Excerpted records:
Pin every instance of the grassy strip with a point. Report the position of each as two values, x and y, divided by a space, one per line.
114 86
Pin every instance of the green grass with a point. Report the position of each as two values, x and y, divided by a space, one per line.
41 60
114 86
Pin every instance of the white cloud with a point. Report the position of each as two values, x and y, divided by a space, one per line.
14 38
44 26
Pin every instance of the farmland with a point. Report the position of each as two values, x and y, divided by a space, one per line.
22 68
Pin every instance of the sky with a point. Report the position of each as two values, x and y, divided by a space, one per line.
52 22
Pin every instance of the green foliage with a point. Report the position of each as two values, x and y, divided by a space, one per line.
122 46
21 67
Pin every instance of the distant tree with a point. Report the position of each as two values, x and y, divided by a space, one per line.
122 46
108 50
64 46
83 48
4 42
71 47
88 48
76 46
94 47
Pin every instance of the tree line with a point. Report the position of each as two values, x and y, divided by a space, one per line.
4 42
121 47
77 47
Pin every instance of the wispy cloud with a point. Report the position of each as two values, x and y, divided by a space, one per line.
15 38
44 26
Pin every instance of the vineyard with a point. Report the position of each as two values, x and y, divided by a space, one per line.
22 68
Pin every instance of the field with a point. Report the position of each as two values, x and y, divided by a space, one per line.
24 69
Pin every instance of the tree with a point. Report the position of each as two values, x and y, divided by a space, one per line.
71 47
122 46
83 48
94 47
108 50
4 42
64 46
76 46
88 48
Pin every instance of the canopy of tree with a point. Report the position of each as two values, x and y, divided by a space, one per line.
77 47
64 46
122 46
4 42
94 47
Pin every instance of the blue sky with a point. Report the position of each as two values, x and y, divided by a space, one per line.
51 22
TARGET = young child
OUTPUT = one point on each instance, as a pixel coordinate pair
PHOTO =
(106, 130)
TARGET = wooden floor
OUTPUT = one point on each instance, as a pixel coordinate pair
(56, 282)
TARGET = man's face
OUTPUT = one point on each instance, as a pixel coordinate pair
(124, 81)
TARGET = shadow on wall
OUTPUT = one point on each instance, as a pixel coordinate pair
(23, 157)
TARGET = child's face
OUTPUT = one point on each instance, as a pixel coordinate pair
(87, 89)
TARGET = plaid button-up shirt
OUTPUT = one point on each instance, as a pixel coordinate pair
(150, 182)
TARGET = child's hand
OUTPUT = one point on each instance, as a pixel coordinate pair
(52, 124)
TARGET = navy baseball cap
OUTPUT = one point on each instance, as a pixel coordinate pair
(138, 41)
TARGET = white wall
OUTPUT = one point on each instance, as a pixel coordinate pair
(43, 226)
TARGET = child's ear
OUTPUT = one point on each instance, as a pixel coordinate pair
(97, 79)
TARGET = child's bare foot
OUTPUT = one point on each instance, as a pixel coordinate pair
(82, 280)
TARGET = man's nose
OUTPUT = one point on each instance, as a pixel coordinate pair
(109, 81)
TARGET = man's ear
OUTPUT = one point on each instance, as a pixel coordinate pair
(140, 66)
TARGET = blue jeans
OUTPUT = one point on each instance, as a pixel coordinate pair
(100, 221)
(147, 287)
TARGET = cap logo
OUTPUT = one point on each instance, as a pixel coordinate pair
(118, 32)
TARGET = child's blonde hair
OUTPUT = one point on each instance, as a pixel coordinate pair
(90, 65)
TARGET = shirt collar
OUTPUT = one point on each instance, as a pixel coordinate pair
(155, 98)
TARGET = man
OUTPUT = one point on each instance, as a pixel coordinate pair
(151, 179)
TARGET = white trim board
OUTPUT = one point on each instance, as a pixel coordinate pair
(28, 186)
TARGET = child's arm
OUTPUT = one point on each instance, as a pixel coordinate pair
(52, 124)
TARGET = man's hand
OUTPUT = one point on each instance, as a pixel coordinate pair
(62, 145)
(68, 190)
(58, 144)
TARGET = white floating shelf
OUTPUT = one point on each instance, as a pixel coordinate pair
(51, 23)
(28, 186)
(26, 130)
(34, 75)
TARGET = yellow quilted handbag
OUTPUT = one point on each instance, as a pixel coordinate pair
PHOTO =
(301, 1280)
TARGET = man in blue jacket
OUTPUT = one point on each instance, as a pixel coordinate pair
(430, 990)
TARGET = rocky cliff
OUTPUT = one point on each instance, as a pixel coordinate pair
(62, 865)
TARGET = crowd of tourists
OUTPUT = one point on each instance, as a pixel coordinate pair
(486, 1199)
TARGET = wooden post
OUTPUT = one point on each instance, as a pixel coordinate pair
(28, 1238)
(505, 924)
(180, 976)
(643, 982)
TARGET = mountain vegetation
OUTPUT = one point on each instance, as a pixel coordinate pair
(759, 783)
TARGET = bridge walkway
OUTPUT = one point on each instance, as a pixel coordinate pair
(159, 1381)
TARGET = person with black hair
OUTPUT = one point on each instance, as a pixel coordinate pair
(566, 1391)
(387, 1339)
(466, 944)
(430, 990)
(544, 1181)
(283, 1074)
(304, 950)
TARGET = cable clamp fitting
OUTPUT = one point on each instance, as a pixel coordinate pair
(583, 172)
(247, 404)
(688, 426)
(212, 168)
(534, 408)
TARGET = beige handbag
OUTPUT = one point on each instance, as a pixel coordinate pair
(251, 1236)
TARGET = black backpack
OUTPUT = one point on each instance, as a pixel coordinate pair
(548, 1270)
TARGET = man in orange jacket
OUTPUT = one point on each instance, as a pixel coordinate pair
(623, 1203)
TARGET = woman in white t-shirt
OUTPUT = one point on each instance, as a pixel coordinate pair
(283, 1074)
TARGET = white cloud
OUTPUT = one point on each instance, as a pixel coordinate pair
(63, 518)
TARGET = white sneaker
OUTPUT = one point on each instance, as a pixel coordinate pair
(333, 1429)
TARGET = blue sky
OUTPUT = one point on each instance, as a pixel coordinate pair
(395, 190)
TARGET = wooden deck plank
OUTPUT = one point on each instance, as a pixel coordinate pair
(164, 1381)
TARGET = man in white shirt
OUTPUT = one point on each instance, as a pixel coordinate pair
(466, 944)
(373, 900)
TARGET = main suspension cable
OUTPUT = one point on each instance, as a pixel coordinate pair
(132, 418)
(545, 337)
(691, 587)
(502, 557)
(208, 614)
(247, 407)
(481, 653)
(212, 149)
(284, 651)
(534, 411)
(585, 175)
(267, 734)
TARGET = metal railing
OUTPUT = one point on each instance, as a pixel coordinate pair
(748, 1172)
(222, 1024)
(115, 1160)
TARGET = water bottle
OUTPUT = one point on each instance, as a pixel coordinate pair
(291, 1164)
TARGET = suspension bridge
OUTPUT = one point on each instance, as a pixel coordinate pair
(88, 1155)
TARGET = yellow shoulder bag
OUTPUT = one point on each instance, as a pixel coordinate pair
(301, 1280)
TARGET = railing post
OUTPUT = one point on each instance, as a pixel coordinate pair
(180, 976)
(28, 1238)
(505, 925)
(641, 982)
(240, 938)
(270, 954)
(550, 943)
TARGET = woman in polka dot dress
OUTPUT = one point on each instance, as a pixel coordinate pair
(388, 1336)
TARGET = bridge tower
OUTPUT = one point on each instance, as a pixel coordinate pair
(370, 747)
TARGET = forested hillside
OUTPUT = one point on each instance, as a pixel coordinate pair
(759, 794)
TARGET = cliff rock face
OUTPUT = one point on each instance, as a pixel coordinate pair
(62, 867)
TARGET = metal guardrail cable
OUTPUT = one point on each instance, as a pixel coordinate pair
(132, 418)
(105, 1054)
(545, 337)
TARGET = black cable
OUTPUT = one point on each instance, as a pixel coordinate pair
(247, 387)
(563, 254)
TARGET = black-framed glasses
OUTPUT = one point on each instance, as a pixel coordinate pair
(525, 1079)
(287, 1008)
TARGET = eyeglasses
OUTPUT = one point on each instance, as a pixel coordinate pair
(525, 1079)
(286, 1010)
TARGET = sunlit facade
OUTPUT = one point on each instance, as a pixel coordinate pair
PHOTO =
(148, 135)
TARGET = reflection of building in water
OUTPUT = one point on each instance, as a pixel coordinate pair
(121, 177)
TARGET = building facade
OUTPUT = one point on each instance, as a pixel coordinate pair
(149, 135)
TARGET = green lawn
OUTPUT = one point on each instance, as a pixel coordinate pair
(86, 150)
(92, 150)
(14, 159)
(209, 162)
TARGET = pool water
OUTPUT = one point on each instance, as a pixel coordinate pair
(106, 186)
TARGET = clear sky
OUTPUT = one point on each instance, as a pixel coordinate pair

Your objective: From the line holding "TARGET = white cloud" to the line holding "TARGET = suspension bridge", inclusive, restate each line above exactly as written.

Solution for this task:
TARGET = white cloud
OUTPUT = one point on each instance, as a pixel coordinate pair
(63, 518)
TARGET = white sneaker
OUTPUT = one point on each instance, as a pixel coordinate pair
(333, 1429)
TARGET = blue sky
OUTPUT = one point on each instance, as a pixel coordinate pair
(395, 190)
TARGET = wooden deck plank
OUTPUT = one point on each instance, as a pixel coordinate pair
(164, 1381)
TARGET = man in white shirt
OUTPUT = one point on each instance, as a pixel coordinate pair
(466, 944)
(373, 900)
TARGET = main suspension cable
OUTPUT = one point on each instance, as a pixel coordinate pair
(132, 418)
(545, 337)
(691, 587)
(502, 557)
(208, 614)
(247, 407)
(481, 653)
(212, 149)
(284, 651)
(534, 411)
(585, 175)
(267, 734)
TARGET = metal railing
OUTPUT = one point on each instance, as a pixel coordinate pair
(748, 1172)
(222, 1024)
(115, 1160)
TARGET = water bottle
OUTPUT = one point on each instance, as a pixel coordinate pair
(291, 1164)
TARGET = suspension bridge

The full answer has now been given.